- [TEXT]:
------------------------------------------------------------

WALMART FANS DUCKS FALLING IN LINE…

The fans of Walmart’s aggressive expansion strategy designed to wear down political and citizen resistance to keep Walmart out of lucrative urban markets are lining up to quack in all the appropriate places in hopes of getting some crumbs down the road.

The latest to waddle in is John Tammy at Political Economy:

In a speech given several years ago, former Wal-Mart CEO Lee Scott noted that shoppers at the retailer’s stores get raises each time they enter them. Thanks to Wal-Mart’s size, and its global reach as a buyer in bulk, it can secure the best deals on consumer goods that are then passed on to its customers.

[Sorry John, Walmart has a few wow moments when it comes to a few promotional prices, but the store average as compared to other national competitors, not that much, if at all. When compared to smaller, scale, local businesses that reinvest customers’ money back into the local economy instead of shipping it to Arkansas and Walmart investors everywhere, Walmart has a strong edge, but study after study show, and the Hunter College meta-study shows, that the community is poorer over all after a Walmart arrives than it was before. JH]

Not surprisingly, Scott’s highly truthful statement [Highly truthful, John? Stephen Colbert’s truthiness notwithstanding, truth is like pregnancy. Either what you say is true or it is not true. The word does not take an adjective. JH] earned him scorn from activists and media members possessing a congenital [Do you really think people are born disliking companies that drain the money from their communities, John?. That’s what congenital means. Look it up. JH] dislike of profits, but a recent article in the New York Post revealed how very true Scott’s statement was. As the Post found, if Wal-Mart were allowed to open stores in New York City, the average buyer of a diverse basket of groceries – from hamburger buns to cereal to butter – would save 33%.

------------------------------------------------------------

[Object detection data]

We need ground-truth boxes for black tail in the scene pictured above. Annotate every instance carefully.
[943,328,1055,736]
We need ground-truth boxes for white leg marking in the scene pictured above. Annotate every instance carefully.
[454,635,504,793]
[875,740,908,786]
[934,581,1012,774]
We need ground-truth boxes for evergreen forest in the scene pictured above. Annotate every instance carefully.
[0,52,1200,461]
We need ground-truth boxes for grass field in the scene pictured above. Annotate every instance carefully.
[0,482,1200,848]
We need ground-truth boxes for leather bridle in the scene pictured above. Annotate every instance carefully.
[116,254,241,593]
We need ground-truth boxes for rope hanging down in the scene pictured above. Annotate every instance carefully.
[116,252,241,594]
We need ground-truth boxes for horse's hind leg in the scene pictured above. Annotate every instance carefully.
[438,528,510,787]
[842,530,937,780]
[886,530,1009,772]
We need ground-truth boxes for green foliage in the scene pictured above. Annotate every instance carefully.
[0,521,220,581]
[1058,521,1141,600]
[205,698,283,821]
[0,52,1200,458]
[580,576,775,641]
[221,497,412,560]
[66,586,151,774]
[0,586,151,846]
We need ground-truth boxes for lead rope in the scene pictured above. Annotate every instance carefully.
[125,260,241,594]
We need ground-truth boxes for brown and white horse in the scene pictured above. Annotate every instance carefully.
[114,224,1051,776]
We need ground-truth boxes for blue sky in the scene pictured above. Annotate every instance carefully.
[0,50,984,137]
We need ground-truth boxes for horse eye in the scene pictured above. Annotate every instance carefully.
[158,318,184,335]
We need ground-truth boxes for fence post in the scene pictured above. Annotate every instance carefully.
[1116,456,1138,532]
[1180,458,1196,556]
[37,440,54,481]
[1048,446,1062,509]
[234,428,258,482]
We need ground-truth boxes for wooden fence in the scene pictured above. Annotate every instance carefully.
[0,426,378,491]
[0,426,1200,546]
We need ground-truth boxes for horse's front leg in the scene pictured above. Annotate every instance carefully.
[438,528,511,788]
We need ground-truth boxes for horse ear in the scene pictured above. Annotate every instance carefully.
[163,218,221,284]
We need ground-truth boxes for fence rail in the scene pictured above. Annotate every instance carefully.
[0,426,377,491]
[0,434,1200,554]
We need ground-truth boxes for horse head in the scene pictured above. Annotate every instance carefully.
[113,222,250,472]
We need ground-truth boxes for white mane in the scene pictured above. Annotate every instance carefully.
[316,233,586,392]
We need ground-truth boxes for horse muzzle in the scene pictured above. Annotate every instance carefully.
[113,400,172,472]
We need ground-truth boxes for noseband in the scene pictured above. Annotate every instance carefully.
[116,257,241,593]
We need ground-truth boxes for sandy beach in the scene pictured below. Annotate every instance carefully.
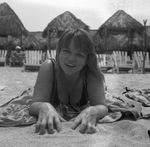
[0,67,150,147]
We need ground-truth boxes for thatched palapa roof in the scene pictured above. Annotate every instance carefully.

------------------------------------------------------------

Continue the Walmart commentary above, starting right after its final sentence.

Except Walmart doesn’t want you to save John, it wants you to, at a minimum, buy more stuff with the same amount of money.

Economics works like this. Customer walks into a store with a list and $100. Customer buys everything on their list and only spends (hypothetically, it doesn’t happen in the real world) $67 and then spends, at a minimum, the other $33 on purchases the customer had no intention of making in the first place.

Contrary to what Madison Avenue advertising executives might want you to believe, you do not save money when you buy a product you did not initially intend to buy or even need for less money than you expected. You only save money when you don’t spend money.

Jeff Hess: Have Coffee Will Write.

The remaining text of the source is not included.